Try it: Produce exactly the lines starting at the one containing "positive clicks: (493, 632)" and ending at the last line of the material, with nothing added.
[Records to use Boundary: Start]
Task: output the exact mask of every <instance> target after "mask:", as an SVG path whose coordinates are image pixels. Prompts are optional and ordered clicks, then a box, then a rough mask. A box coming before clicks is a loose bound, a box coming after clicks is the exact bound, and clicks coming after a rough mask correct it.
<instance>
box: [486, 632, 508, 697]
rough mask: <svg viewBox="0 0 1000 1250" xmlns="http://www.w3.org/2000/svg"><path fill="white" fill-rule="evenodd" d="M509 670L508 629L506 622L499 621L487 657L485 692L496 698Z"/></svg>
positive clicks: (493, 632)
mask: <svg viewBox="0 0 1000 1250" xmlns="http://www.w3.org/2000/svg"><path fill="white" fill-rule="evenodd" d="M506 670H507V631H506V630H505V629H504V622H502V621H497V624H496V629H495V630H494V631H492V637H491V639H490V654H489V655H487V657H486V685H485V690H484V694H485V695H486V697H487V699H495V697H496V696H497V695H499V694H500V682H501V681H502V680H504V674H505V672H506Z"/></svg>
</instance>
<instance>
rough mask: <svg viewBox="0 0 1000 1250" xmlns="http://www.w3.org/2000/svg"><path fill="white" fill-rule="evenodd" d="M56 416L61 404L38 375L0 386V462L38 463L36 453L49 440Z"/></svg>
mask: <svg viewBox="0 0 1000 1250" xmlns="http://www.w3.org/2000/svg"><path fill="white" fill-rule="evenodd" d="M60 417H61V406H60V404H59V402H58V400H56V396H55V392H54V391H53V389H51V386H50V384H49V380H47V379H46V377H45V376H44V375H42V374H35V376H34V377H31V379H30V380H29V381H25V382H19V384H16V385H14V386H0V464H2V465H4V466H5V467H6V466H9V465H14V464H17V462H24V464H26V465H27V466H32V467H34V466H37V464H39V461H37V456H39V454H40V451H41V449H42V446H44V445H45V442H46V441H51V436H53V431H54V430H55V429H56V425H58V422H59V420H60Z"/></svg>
[Records to use Boundary: End]
Response to this task:
positive clicks: (493, 632)
mask: <svg viewBox="0 0 1000 1250" xmlns="http://www.w3.org/2000/svg"><path fill="white" fill-rule="evenodd" d="M506 670H507V631H506V630H505V629H504V622H502V621H497V624H496V629H495V630H494V631H492V637H491V639H490V654H489V655H487V657H486V685H485V690H484V694H485V695H486V697H487V699H495V697H496V696H497V695H499V694H500V682H501V681H502V680H504V674H505V672H506Z"/></svg>
</instance>
<instance>
rough mask: <svg viewBox="0 0 1000 1250" xmlns="http://www.w3.org/2000/svg"><path fill="white" fill-rule="evenodd" d="M56 416L61 404L38 375L0 386V462L38 463L36 453L49 440Z"/></svg>
mask: <svg viewBox="0 0 1000 1250" xmlns="http://www.w3.org/2000/svg"><path fill="white" fill-rule="evenodd" d="M60 417H61V406H60V404H59V402H58V400H56V396H55V392H54V391H53V389H51V386H50V384H49V380H47V379H46V377H45V376H44V375H42V374H35V376H34V377H31V379H30V380H29V381H25V382H19V384H16V385H14V386H0V464H2V465H4V466H5V467H6V466H9V465H14V464H17V462H24V464H26V465H27V466H32V467H34V466H37V464H39V461H37V456H39V454H40V451H41V449H42V446H44V445H45V442H46V441H51V436H53V431H54V430H55V429H56V425H58V422H59V420H60Z"/></svg>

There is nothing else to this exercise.